◆ **SHORT EXERCISE**: Print out every line, exactly as written.

◆ **PROVIDED RECORDS**:
####################
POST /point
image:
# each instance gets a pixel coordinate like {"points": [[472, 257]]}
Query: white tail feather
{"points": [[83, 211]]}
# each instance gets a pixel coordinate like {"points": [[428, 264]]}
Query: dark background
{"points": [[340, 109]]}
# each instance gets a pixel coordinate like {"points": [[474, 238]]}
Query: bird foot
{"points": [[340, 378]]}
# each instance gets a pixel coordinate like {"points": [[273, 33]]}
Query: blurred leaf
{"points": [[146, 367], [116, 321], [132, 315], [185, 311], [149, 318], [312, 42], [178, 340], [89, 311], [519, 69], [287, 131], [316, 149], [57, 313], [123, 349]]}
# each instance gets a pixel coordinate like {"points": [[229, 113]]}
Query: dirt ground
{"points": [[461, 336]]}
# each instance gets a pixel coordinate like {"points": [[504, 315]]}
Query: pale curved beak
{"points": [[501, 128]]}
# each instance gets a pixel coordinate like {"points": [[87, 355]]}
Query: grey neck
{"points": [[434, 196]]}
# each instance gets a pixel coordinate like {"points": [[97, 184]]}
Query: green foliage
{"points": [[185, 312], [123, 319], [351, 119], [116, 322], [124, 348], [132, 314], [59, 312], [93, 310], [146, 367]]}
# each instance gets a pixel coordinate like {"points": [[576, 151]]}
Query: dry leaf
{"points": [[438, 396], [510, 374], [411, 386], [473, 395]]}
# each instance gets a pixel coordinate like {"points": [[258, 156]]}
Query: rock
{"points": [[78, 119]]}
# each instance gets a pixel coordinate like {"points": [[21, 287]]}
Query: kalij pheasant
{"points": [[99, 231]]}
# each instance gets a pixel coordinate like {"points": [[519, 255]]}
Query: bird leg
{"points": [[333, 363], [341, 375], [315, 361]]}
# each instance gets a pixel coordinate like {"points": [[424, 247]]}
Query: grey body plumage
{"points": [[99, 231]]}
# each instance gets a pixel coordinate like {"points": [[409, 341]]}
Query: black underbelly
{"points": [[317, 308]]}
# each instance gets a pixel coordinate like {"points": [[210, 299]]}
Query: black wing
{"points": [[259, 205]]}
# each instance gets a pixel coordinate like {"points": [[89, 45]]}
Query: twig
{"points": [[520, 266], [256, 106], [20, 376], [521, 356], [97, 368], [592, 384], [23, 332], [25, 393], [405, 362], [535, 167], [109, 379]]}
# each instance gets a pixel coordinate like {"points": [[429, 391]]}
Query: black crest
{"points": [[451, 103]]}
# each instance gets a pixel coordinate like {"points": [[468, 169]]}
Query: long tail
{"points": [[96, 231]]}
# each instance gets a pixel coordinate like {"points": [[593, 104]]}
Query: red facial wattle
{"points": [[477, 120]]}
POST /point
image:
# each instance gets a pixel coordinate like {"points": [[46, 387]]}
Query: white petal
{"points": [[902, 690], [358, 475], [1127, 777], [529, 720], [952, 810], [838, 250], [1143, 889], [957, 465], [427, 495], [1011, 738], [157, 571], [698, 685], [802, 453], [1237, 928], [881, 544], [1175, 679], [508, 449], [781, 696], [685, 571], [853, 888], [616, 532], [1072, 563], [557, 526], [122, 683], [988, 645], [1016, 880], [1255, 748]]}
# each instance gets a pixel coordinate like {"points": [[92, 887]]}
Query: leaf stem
####################
◆ **RESPONSE TO THIS EXERCISE**:
POST /point
image:
# each instance gets a pixel coordinate like {"points": [[472, 257]]}
Query: white tail feather
{"points": [[83, 211]]}
# each instance gets a pixel coordinate like {"points": [[428, 264]]}
Query: dark background
{"points": [[340, 109]]}
# each instance gets a pixel coordinate like {"points": [[474, 238]]}
Query: bird foot
{"points": [[340, 378]]}
# each instance gets a pixel coordinate like {"points": [[273, 33]]}
Query: blurred leaf
{"points": [[146, 367], [116, 321], [132, 315], [185, 311], [149, 318], [312, 42], [178, 340], [89, 311], [519, 69], [287, 131], [316, 149], [57, 313], [123, 349]]}
# each instance gets a pixel coordinate like {"points": [[229, 113]]}
Query: dirt ground
{"points": [[461, 336]]}
# each instance gets a pixel coordinate like {"points": [[504, 315]]}
Query: pale curved beak
{"points": [[501, 128]]}
# each instance gets a pixel coordinate like {"points": [[87, 355]]}
Query: grey neck
{"points": [[434, 196]]}
# each instance gets a pixel coordinate like {"points": [[97, 184]]}
Query: green foliage
{"points": [[185, 312], [123, 319], [351, 119], [116, 322], [124, 348], [132, 314], [59, 312], [93, 310], [146, 367]]}
# each instance gets a pixel coordinate like {"points": [[576, 151]]}
Query: dry leaf
{"points": [[438, 396], [510, 374], [411, 386], [473, 395]]}
# each instance gets a pixel coordinate like {"points": [[258, 156]]}
Query: rock
{"points": [[78, 119]]}
# each instance gets a pixel coordinate like {"points": [[21, 287]]}
Query: kalij pheasant
{"points": [[99, 231]]}
# each instance gets a pixel coordinate like {"points": [[519, 255]]}
Query: bird leg
{"points": [[333, 363], [341, 375], [315, 361]]}
# each instance gets a pixel coordinate like {"points": [[424, 247]]}
Query: grey body plumage
{"points": [[99, 231]]}
# each instance gets a pixel coordinate like {"points": [[409, 341]]}
Query: black underbelly
{"points": [[317, 308]]}
# each instance gets a pixel coordinate like {"points": [[210, 299]]}
Query: black wing
{"points": [[259, 205]]}
# each instance gets a pixel coordinate like {"points": [[89, 45]]}
Query: twig
{"points": [[520, 266], [256, 106], [20, 376], [521, 356], [97, 368], [592, 384], [23, 332], [25, 393], [405, 362], [535, 167], [109, 379]]}
# each instance gets a pixel coordinate like {"points": [[429, 391]]}
Query: black crest
{"points": [[451, 103]]}
# each instance gets a pixel coordinate like {"points": [[468, 169]]}
Query: long tail
{"points": [[96, 231]]}
# each instance gets a pixel coordinate like {"points": [[593, 104]]}
Query: red facial wattle
{"points": [[477, 120]]}
POST /point
image:
# each instance gets a pixel coordinate like {"points": [[46, 387]]}
Query: white petal
{"points": [[902, 690], [358, 475], [1127, 777], [529, 720], [952, 810], [838, 250], [1143, 889], [957, 465], [427, 495], [1011, 738], [157, 571], [698, 685], [802, 453], [1237, 928], [881, 544], [1175, 679], [508, 449], [781, 696], [685, 571], [853, 888], [616, 532], [1072, 563], [557, 526], [122, 683], [988, 645], [1016, 880], [1255, 748]]}
# each instance gets a pixel coordinate like {"points": [[92, 887]]}
Query: leaf stem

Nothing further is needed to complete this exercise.